> **Extract**:
════════
But that does not mean that those issues will keep the Fed on hold

indefinitely.

Diverging from its usual characterization of the U.S. economy, the FOMC

said “recent global economic and financial developments may restrain economic

activity somewhat and are likely to put further downward pressure on inflation

in the near term.”

And while continuing to call risks to the outlook “nearly balanced,” the

FOMC took the unusual step of adding it “is monitoring developments abroad.”

Yellen’s comments were laced with explanations why the FOMC had to take

into account external factors and their financial reverberations. In her opening

statement, she said, “the outlook abroad appears to have become more uncertain

of late.”

“Heightened concerns about growth in China and other emerging market

economies have led to volatility in financial markets,” she continued.

“Development since our July meeting including the drop in equity prices, the

further appreciation of the dollar, and a widening in risk spreads have

tightened overall financial conditions to some extent.”

Yellen said “these developments may restrain U.S. economic activities

somewhat and are likely to put further downward pressure on inflation in the

near term. Given the significant economic and financial interconnections between

the United States and the rest of the world, the situation abroad bears close

watching.”

Yellen said the FOMC discussed a possible rate hike, but “in light of the

heightened uncertainties abroad and the slightly softer expected path for

inflation, the committee judged it appropriate to wait for more evidence,

including some further improvement in the labor market, to bolster its

confidence that inflation will rise to 2% in the medium term.”
════════
> **Data entries**:
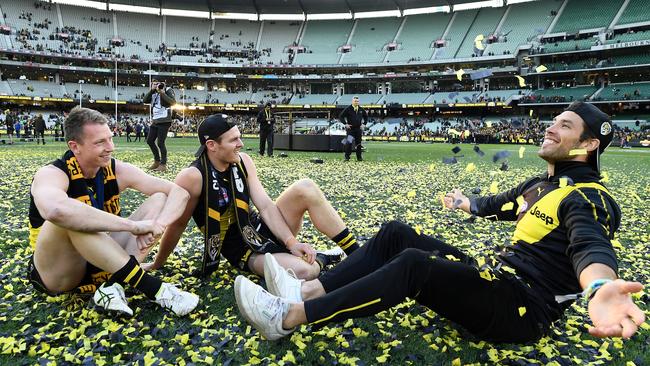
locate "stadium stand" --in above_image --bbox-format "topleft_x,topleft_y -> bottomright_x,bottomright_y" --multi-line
257,21 -> 301,64
523,85 -> 598,103
616,0 -> 650,25
386,13 -> 451,62
435,10 -> 478,59
114,12 -> 162,60
340,17 -> 402,64
294,20 -> 354,65
483,1 -> 561,55
291,94 -> 339,105
596,82 -> 650,100
455,7 -> 506,58
551,0 -> 624,33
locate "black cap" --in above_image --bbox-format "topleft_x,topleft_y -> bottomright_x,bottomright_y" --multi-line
194,114 -> 236,158
565,102 -> 614,172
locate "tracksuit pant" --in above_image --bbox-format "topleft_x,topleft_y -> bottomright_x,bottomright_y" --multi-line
304,221 -> 551,342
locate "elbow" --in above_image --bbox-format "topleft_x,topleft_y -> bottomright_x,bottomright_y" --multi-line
41,205 -> 68,224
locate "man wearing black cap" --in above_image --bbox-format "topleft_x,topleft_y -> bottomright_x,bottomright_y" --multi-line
235,102 -> 645,343
146,114 -> 359,279
339,96 -> 368,161
257,102 -> 275,157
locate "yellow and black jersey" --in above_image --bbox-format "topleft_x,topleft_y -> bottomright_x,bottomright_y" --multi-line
29,150 -> 121,248
470,162 -> 621,317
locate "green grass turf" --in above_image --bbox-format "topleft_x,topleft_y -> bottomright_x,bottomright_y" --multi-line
0,138 -> 650,365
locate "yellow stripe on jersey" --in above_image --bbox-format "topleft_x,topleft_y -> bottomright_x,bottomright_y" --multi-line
310,298 -> 381,324
235,198 -> 248,212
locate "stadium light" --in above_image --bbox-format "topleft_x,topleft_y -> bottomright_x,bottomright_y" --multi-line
404,5 -> 451,15
161,8 -> 210,19
47,0 -> 106,10
454,0 -> 503,11
212,13 -> 258,21
260,13 -> 305,20
307,13 -> 352,20
108,3 -> 160,15
354,9 -> 402,19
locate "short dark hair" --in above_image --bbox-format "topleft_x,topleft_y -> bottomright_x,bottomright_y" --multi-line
63,107 -> 108,142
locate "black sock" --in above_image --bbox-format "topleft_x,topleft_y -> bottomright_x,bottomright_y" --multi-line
106,256 -> 162,300
332,227 -> 359,255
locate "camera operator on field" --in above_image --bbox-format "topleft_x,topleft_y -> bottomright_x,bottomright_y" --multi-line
144,81 -> 176,172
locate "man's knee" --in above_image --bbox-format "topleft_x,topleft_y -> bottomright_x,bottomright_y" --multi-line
292,178 -> 322,200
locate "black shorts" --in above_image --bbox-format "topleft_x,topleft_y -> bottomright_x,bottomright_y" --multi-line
27,255 -> 111,296
221,215 -> 291,273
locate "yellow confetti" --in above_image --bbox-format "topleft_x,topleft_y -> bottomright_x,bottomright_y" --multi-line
490,182 -> 499,194
515,75 -> 526,88
456,69 -> 465,81
569,149 -> 587,156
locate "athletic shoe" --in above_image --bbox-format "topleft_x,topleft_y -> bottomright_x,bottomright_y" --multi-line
93,282 -> 133,316
235,276 -> 296,341
264,253 -> 302,302
156,282 -> 199,316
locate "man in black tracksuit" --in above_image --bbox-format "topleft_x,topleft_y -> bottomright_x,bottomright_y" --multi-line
34,113 -> 46,145
257,102 -> 275,157
144,82 -> 176,172
235,102 -> 645,343
339,96 -> 368,161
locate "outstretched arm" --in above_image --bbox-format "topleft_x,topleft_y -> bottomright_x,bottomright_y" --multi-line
580,263 -> 645,338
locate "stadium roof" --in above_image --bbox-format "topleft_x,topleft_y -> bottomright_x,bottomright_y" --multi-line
96,0 -> 521,14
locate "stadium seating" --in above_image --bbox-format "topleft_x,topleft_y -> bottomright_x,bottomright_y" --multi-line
384,93 -> 429,104
552,0 -> 624,33
7,79 -> 63,98
291,94 -> 339,105
386,13 -> 451,62
616,0 -> 650,25
341,17 -> 402,64
115,12 -> 162,60
336,94 -> 383,105
435,9 -> 478,59
258,20 -> 300,64
597,82 -> 650,100
455,7 -> 506,58
483,1 -> 561,55
532,85 -> 598,103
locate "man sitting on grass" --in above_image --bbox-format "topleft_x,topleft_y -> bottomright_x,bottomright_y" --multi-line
235,102 -> 645,343
28,107 -> 199,315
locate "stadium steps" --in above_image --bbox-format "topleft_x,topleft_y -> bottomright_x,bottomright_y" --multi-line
336,19 -> 359,64
544,0 -> 569,36
381,17 -> 406,63
607,0 -> 630,29
55,3 -> 63,29
454,10 -> 481,58
255,20 -> 266,51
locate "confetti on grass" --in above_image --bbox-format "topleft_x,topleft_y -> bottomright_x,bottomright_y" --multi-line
0,139 -> 650,365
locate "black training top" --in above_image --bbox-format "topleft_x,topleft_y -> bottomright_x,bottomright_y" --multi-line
470,162 -> 621,319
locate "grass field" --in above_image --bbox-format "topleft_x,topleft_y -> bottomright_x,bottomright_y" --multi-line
0,139 -> 650,365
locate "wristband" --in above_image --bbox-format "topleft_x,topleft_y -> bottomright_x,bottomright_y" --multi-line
555,278 -> 613,303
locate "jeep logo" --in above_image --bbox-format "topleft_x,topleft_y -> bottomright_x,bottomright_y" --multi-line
528,206 -> 553,225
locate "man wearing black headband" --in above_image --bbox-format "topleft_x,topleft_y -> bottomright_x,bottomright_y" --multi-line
147,114 -> 358,279
235,102 -> 645,343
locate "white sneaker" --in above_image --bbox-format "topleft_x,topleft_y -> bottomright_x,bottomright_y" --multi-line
156,282 -> 199,316
235,276 -> 296,341
264,253 -> 302,302
93,282 -> 133,316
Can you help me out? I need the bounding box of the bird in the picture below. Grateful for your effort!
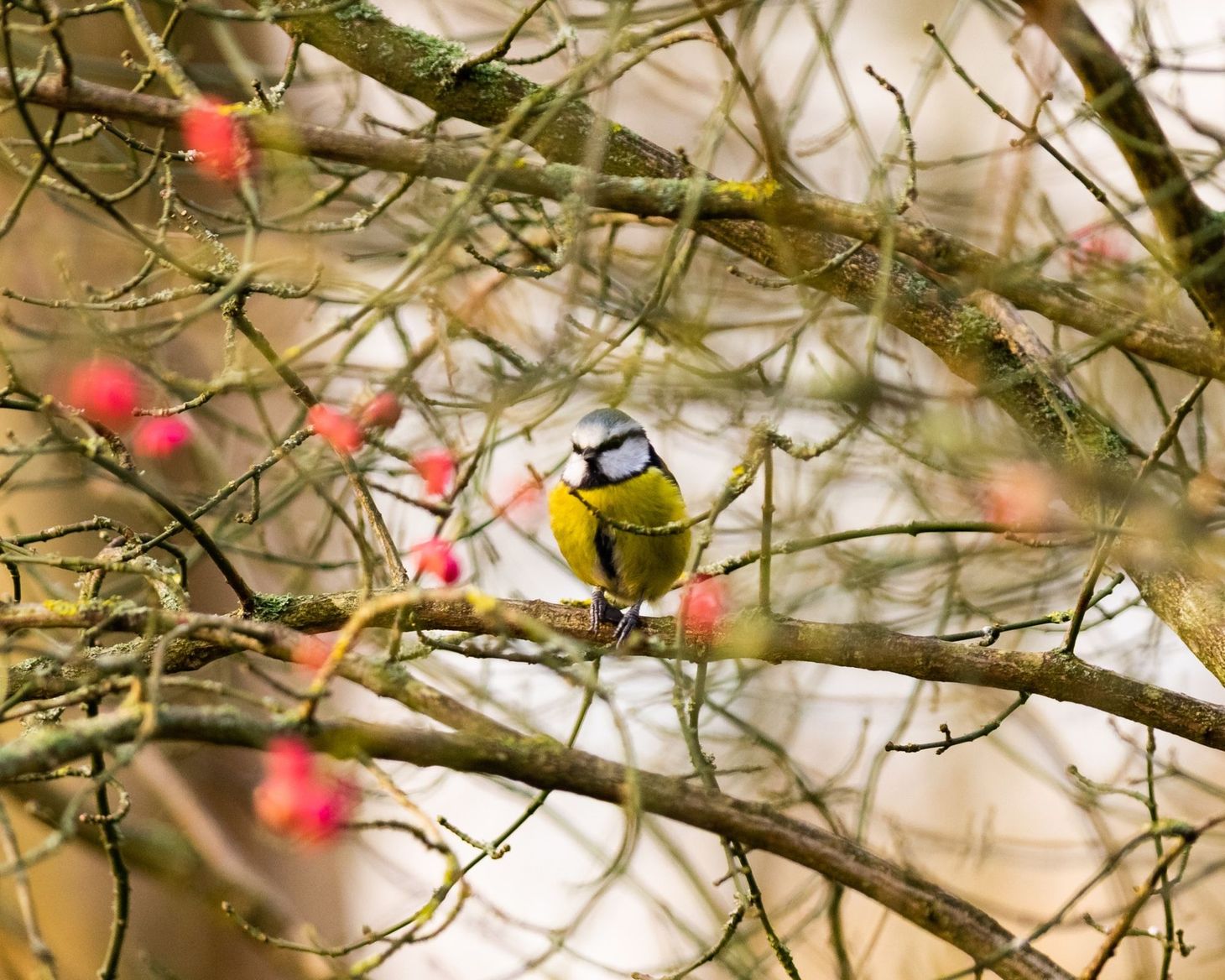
[549,408,690,645]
════════
> **Set problem 1**: Translate this sentence from the extract on the Fed's rate decision into Spanish: "Yellen’s comments were laced with explanations why the FOMC had to take into account external factors and their financial reverberations."
> **Set problem 2**: Based on the extract on the Fed's rate decision, decide whether each statement agrees with it. Answer yes or no for each, and quote the deciding words. (a) The issues described will keep the Fed on hold indefinitely. (b) Yellen said the FOMC discussed a possible rate hike. (c) Yellen named a drop in equity prices as one development since the July meeting.
> **Set problem 3**: Carry on the extract on the Fed's rate decision from where it stops.

> **Right answer 1**: Los comentarios de Yellen estaban salpicados de explicaciones de por qué el FOMC tenía que tener en cuenta los factores externos y sus repercusiones financieras.

> **Right answer 2**:
(a) No: "that does not mean that those issues will keep the Fed on hold indefinitely"
(b) Yes: "Yellen said the FOMC discussed a possible rate hike"
(c) Yes: "Development since our July meeting including the drop in equity prices"

> **Right answer 3**:
Elaborating, Yellen acknowledged the FOMC had “focused particularly on

China and emerging markets.”

She said the Fed has “long expected… some slowing in Chinese growth over

time as they rebalance their economy,” but said “the question is whether or not

there might be a risk of a more abrupt slowdown than most analysts expect.”

“And I think developments that we saw in financial markets in August in

part reflected concerns that there was downside risk to Chinese economic

performance and perhaps concerns about the deftness with which policymakers were

addressing those concerns,” she said.

“In addition we saw a very substantial downward pressure on oil prices in

commodity markets, and those developments have had a significant impact on many

emerging market economies that are important producers of commodities as well as

more advanced countries including Canada which is an important trading partner

of ours that’s been negatively affected by declining commodity prices, declining

energy prices.”

Yellen observed “we have seen significant outflows of capital from those

countries, pressures on their exchange rates and concerns about their

performance going forward so a lot of our focus has been on risks around China,

but not just China, emerging markets more generally and how they may spill over

to the United States.”

The Fed chief insisted she and her colleagues “don’t want to really respond

to market turbulence” and “it is certainly not our policy to do so.”

“But when there are significant financial developments, it’s incumbent on

us to ask ourselves what is causing them,” she said. “And of course while we

can’t know for sure, it seemed to us as though concerns about the global

economic outlook were drivers of those financial developments.”

But while she repeatedly explained why the FOMC had to “take into account”

global and financial developments, Yellen also took pains to remind reporters

they are not the only things it will be looking at.

“Now, I do not want to overplay the implications of these recent

developments, which have not fundamentally altered our outlook,” she said. “The

economy has been performing well, and we expect it to continue to do so.”

Yellen said “it remains the case that the timing of the initial increase in

the Federal funds rate will depend on the committee’s assessment of the

implications of incoming information for the economic outlook.”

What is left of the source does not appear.